··· Records for this exercise ···

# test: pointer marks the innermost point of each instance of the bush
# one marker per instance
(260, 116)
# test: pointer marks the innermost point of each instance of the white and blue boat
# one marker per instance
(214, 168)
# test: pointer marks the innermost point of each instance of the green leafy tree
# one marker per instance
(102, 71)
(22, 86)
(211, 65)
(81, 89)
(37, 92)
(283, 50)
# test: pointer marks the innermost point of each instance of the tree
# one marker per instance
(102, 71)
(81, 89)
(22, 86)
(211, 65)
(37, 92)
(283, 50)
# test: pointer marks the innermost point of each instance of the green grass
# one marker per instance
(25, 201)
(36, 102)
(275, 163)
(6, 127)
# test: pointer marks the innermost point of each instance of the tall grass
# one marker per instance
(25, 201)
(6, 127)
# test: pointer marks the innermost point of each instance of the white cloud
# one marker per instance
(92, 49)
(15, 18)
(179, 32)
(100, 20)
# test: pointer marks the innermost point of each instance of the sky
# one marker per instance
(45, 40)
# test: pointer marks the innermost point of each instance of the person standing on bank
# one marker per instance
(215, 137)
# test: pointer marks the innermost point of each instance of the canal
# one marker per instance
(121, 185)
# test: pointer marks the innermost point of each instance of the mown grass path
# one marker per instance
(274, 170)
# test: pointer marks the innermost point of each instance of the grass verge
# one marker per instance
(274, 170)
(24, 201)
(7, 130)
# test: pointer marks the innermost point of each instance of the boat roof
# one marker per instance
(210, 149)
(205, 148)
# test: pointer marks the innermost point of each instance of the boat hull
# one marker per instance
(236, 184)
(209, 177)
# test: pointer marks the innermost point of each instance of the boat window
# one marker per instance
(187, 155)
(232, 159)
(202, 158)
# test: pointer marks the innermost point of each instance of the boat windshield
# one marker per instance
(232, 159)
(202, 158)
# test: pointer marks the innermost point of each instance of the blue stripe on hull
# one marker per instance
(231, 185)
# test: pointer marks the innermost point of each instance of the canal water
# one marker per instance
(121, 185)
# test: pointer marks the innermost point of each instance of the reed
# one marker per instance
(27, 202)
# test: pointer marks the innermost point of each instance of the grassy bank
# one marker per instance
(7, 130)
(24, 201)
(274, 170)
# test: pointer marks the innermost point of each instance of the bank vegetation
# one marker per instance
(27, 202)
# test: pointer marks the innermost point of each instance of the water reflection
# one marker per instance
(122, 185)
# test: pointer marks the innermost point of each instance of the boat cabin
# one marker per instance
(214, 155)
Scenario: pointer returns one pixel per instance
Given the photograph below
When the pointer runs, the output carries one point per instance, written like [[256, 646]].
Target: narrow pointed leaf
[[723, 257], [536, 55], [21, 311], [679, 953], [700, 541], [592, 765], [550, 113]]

···

> _Aim of the exercise_:
Using the records above, report each line that contains the word "bank" by copying it.

> _Solution to this task_:
# test: pointer marks the innermost point of each instance of the person standing on bank
# test: pointer marks the innermost point of each instance of the grassy bank
# test: pointer marks the innermost point of each instance of the bank vegetation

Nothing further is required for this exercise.